Exercise directions: Print the listing below exactly, images excluded.

Given records:
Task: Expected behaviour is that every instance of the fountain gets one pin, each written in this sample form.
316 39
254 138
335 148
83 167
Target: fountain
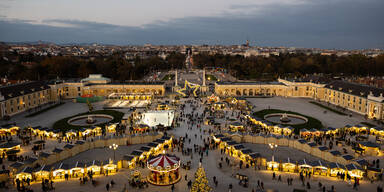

Problem solution:
Task: Expected behaviour is that every instance of the fountain gets one pin, each written in this sample form.
316 39
254 138
335 148
83 167
Target: fountain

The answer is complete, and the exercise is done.